■ RECORDS ■
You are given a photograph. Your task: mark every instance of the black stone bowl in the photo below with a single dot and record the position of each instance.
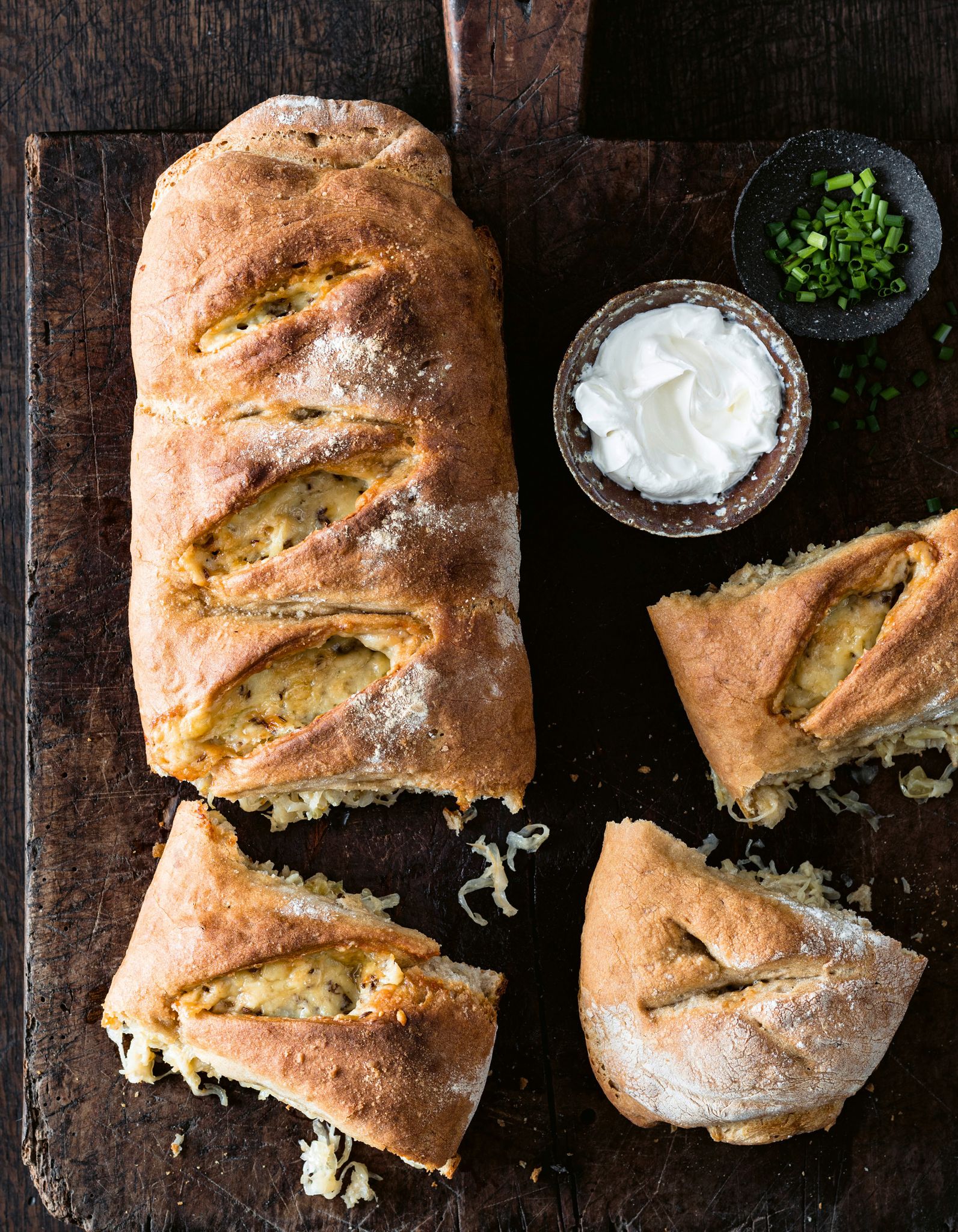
(782, 183)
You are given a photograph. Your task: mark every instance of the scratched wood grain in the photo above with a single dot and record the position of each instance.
(578, 220)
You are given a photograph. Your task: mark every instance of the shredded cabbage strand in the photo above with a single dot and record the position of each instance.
(494, 876)
(917, 785)
(325, 1168)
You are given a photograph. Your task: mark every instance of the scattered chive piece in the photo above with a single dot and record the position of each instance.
(855, 235)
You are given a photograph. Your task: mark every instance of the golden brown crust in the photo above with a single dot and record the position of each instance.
(708, 1001)
(289, 190)
(732, 652)
(405, 1079)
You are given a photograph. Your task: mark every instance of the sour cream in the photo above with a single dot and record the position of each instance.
(681, 403)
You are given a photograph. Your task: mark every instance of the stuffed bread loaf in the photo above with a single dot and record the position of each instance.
(708, 999)
(840, 654)
(304, 992)
(325, 539)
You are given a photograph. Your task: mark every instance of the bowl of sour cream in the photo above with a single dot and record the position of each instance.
(683, 408)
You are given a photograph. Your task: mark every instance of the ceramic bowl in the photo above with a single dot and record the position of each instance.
(749, 496)
(782, 183)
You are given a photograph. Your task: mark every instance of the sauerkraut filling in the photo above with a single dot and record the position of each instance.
(769, 802)
(286, 695)
(297, 806)
(292, 297)
(277, 520)
(323, 984)
(849, 630)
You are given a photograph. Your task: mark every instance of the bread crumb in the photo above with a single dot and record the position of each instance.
(861, 897)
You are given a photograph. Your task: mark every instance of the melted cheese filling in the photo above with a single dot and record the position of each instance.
(276, 701)
(296, 296)
(280, 519)
(849, 630)
(325, 984)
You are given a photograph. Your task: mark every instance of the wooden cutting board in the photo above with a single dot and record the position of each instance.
(578, 221)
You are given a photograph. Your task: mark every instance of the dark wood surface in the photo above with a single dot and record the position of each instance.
(578, 221)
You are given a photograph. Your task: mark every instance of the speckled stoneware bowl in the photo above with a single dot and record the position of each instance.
(769, 475)
(782, 183)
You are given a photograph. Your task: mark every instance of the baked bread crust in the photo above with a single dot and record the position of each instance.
(732, 651)
(710, 1001)
(407, 1077)
(370, 371)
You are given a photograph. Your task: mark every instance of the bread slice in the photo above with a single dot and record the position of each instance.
(304, 992)
(708, 999)
(841, 654)
(325, 530)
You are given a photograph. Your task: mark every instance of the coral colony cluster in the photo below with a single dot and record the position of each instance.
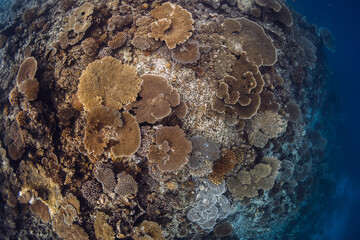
(158, 119)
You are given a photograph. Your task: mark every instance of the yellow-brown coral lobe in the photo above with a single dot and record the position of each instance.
(174, 24)
(27, 70)
(180, 147)
(108, 82)
(128, 136)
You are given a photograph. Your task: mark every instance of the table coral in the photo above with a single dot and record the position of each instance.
(248, 183)
(158, 98)
(27, 70)
(126, 185)
(174, 24)
(245, 35)
(177, 154)
(108, 82)
(238, 95)
(265, 126)
(102, 229)
(129, 137)
(186, 53)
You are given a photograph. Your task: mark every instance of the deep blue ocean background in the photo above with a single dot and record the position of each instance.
(342, 218)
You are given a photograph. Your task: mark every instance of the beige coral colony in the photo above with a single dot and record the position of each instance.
(157, 120)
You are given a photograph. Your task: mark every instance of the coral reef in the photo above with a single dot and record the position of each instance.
(159, 120)
(108, 82)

■ TASK STATEMENT ■
What you hand back should match the listing exactly, except that no pictures appear.

■ SOLUTION TO THE EXERCISE ■
You are given a photograph. Your task: mark every instance of the black stone bowl in the photo below with a single dot and record the position of each instance.
(782, 183)
You are given a photograph. Your task: mark every instance of the scratched wood grain in the photo above with a single dot and record the position of each instance.
(578, 220)
You are given a photograph. Your task: mark every instance of the shredded cabbage strand in the photo above with a single dot and record the position of each instance.
(494, 876)
(917, 785)
(325, 1168)
You are given a photograph. Your task: mark every instance of the scattered chive piece in the photo above with a single dot and record the position of each instance.
(855, 235)
You are given a photograph. Your task: mark every instance of the golden brown crust in the photo above with a single dot and record the position of each instance.
(708, 1001)
(289, 190)
(732, 652)
(405, 1079)
You are given a photograph. Your task: mark every instance of the sour cream in the photo above with a single dot and record the position of each instance.
(681, 403)
You are given a photograph. Your task: mark every instance of the stuffed bread loaf in the photo above with a single dot and record the position of each instance.
(708, 999)
(840, 654)
(304, 992)
(325, 539)
You are given a photograph. Your task: mark every instance of the bowl of sour cream in the photo above with a single dot and record the position of each instance.
(683, 408)
You are given a photograph. Your task: mark every instance of the ceramic bowl in the photo above with a single dot and record the position of each instance.
(749, 496)
(782, 183)
You are given a photograph. Your task: mark every instance of the sauerkraut filling in the photo above with a single dot and record the position of each instance.
(769, 802)
(286, 695)
(297, 806)
(292, 297)
(277, 520)
(323, 984)
(849, 630)
You are given a photograph. Your task: mark every instance of the bread crumb in the photo above with a single dot and record the position of each instance.
(861, 897)
You are given a photograph. Your task: mark every instance of the melted cheese filling in the photo above with a single dot and record the position of each instance.
(276, 701)
(296, 296)
(280, 519)
(849, 630)
(325, 984)
You are given a photograph. Your task: mark every instance of the wooden cutting board in the photo above with a single dot and record the position of each instance.
(578, 221)
You are given a photograph. Your task: mark every instance of the dark wood surface in the photo above with a single dot and record the position of each instance.
(578, 221)
You are given a photograph. Your task: mark every instance of the speckled stoneware bowl in the photo above with a single dot and record the position of each instance.
(769, 475)
(782, 183)
You are given a photograph. Your task: mark every instance of the baked bread crust in the photo above with a single dot and record the position of each instance.
(732, 651)
(710, 1001)
(407, 1077)
(370, 371)
You are given a photograph. Your task: mark every instance of the bread slice in the photo above with a single dot and record the position of each instance.
(304, 992)
(708, 999)
(841, 654)
(325, 530)
You are given a photograph. Your task: mark every instance of the coral colony cluster in the photo below with a single dot and record the position of each instance.
(158, 119)
You are given a photograph. Your task: mark every instance of the yellow-brown coral lobe in the photo above with a single dot and record the position of each instance.
(174, 24)
(27, 70)
(180, 147)
(108, 82)
(128, 136)
You are given a photograph. Your task: mark every instance of the table coral in the photo above with a single dot and record the position of each instance.
(248, 183)
(158, 98)
(27, 70)
(126, 185)
(174, 24)
(245, 35)
(177, 154)
(108, 82)
(238, 95)
(265, 126)
(102, 229)
(129, 137)
(186, 53)
You are given a photograph. Your task: mark every instance of the deep blue ocean background in the photo above with a single dot and record the position of each instance.
(342, 218)
You are given a photograph. Your task: mark every instance of the beige coral colony in the photo above with a single dot and record the position of each instance.
(157, 120)
You are given a photograph. Your task: mark every instance of the coral reef in the photo above with a single dot and record the position of each instance.
(159, 120)
(108, 82)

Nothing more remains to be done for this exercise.